* Given exercise: Scale the data from the line containing "of the orange" through the line containing "[(595, 714)]" by rewriting every one of those lines, requests included, with each point coordinate in the answers multiplied by 1.7 and rounded to a whole number, halves going up. Leave the requests and their format samples unchanged, and give back only those lines.

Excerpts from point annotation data
------------------------------------
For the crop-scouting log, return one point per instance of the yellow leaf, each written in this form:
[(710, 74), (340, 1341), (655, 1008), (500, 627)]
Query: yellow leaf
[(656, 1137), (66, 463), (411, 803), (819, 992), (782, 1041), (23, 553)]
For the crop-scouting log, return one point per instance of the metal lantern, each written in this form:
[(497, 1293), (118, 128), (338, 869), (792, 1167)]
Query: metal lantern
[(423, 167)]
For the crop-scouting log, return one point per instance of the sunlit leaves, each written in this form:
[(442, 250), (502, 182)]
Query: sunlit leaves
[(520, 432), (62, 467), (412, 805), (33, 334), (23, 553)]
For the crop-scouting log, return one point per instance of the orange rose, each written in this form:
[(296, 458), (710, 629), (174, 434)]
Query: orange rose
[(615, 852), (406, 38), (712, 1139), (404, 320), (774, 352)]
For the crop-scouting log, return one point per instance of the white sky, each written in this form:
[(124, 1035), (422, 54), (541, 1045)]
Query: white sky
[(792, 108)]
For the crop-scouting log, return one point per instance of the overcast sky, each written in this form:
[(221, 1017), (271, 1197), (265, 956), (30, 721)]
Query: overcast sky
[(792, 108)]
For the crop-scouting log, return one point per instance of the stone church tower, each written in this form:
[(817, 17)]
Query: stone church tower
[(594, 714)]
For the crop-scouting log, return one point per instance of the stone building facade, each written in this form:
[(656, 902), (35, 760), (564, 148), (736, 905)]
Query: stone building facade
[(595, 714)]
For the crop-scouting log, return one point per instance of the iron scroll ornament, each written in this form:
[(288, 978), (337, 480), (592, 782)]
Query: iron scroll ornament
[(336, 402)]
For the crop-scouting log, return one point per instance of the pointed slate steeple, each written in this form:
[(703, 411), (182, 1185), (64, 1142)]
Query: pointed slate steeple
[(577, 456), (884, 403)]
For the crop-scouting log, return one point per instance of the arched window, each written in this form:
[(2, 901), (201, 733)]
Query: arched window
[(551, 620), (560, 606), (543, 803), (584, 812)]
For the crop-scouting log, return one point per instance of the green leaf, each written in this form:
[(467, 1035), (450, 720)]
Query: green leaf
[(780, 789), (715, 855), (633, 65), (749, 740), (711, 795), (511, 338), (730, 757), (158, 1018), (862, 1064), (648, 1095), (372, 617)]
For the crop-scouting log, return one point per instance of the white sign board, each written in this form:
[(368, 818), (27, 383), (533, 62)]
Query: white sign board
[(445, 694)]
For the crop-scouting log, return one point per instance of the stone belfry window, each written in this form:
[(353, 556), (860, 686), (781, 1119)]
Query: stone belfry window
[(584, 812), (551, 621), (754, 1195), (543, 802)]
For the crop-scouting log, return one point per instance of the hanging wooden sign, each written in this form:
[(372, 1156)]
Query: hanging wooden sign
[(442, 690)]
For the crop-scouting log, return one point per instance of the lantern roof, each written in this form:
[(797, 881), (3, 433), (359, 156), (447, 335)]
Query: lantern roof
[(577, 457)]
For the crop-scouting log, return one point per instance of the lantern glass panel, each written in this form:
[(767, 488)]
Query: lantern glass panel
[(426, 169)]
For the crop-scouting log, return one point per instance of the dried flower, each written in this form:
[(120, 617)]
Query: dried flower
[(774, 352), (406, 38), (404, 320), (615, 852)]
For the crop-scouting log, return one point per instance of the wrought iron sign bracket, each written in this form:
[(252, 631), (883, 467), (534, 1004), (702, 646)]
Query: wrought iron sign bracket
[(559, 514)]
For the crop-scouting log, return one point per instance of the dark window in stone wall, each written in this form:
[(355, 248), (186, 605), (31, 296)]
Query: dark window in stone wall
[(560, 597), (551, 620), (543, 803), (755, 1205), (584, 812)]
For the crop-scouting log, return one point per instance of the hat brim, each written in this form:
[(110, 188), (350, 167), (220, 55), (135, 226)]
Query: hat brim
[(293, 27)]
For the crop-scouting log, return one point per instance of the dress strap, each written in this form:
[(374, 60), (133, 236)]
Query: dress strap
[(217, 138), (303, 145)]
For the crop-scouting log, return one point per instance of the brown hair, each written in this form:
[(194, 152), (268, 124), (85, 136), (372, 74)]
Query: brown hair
------------------------------------
* Finished task:
For the crop-scouting log, return one point per instance of the orange rose, each written in this form:
[(296, 458), (710, 629), (174, 434)]
Query: orange rose
[(1046, 1448), (690, 65), (1210, 1936), (687, 544), (1316, 598)]
For the crop-scouting log, return one point per instance of the white sky, each written in this form:
[(124, 1035), (422, 54), (541, 1045)]
Query: white sky
[(1346, 184)]
For the crop-scouting log, return one point per instance of the overcast sky, each written in this form:
[(221, 1017), (271, 1197), (265, 956), (30, 721)]
Query: overcast sky
[(1346, 184)]
For the crop-scouting log, return one point per instance of the stone church tower, each written in this form:
[(817, 17)]
Query: stone church tower
[(1010, 1214)]
For the crop-scouting log, return one point per instance of the stone building facade, each written in this form:
[(656, 902), (35, 760), (564, 148), (736, 905)]
Query: stone building facade
[(1012, 1214)]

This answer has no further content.